» **PROBLEM TO SOLVE**
Reproduce word for word the lines below, starting at the line that contains "Task: Where can the motorcycle" and continuing down through the last line of the items.

» **EXERCISE INPUTS**
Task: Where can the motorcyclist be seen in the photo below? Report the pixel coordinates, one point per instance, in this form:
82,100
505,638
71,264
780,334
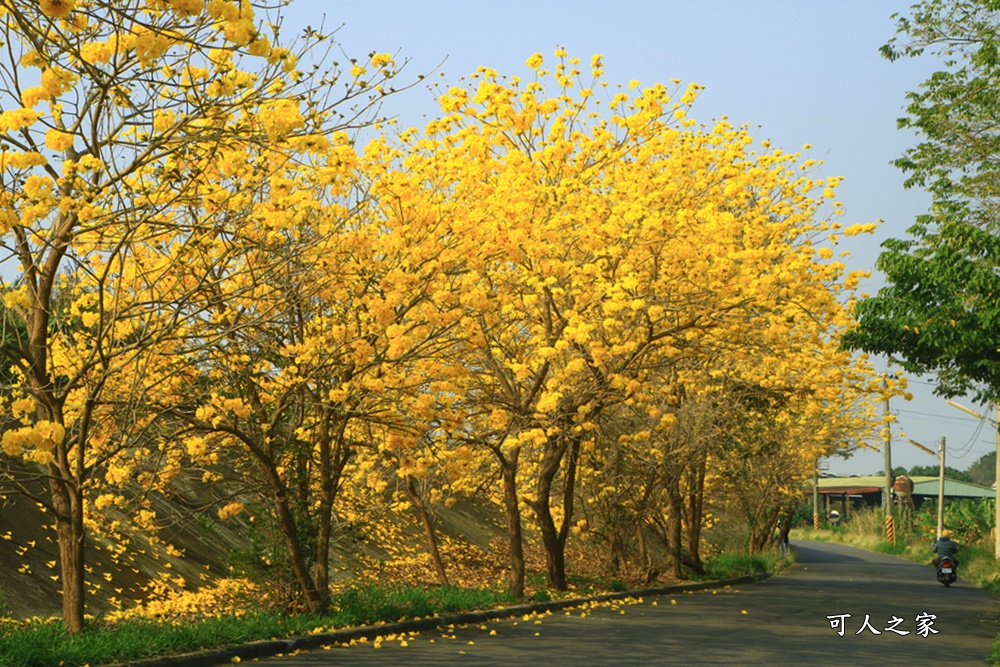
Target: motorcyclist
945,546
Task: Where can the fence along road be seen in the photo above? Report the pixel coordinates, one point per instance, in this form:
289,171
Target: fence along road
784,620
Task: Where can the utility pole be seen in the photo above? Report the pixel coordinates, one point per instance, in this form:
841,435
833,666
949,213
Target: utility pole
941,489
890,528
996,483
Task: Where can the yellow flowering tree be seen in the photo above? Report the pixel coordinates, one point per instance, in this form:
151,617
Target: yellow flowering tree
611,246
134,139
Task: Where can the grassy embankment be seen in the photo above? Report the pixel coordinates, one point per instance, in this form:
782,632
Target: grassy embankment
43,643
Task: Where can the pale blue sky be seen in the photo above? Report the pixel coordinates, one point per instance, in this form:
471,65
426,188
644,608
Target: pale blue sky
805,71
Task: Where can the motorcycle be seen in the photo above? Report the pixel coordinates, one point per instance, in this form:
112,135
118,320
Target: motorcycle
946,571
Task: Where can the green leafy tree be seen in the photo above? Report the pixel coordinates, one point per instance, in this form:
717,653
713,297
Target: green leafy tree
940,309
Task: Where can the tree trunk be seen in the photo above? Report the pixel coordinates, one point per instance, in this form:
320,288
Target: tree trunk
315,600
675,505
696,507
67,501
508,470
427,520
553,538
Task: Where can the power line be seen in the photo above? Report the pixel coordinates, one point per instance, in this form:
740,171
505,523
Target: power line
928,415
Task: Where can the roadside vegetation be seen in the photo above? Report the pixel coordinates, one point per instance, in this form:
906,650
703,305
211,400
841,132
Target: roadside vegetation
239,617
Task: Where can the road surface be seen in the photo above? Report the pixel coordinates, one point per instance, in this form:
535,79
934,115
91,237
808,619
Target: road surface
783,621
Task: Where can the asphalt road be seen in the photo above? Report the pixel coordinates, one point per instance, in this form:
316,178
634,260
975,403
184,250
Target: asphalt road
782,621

» **WRITTEN RESPONSE**
Task: Where can the motorcycle be seen in the photo above? Report the pixel coordinates, one point per instance, in this form:
112,135
118,320
Target: motorcycle
946,571
Task: Where can the green leafy tree be seen in the photo above? Report the pixel coordinates, one point per instance, in this form:
717,653
713,297
Target: green leafy tree
940,309
Task: Where can the tree trunk be seen in the photo above? Report the pixel coordinates, one point per instance, in this form:
320,288
Target: tree trunk
315,600
675,505
696,507
67,501
508,470
427,520
553,538
Task: Where can the power line be seen in the photo above? Report the pixel coordinates, one point per instance, in this form:
740,171
505,523
Target: power line
928,415
Task: Where can the roadside vegetation be seen in the photo above? Report the pixel coordinates, one point per instance, in this form:
906,650
703,305
211,400
841,132
Target: roadside vegetation
239,617
Task: Where can the road surface be seen in the photo above? Report the pixel coordinates, one point per instance, in this form:
535,79
934,115
91,237
808,619
Target: road surface
783,621
Task: Where can the asphalt road be seen in the photo above? Report the pixel coordinates, one point per instance, in this form:
316,178
634,260
975,403
184,250
Target: asphalt road
782,621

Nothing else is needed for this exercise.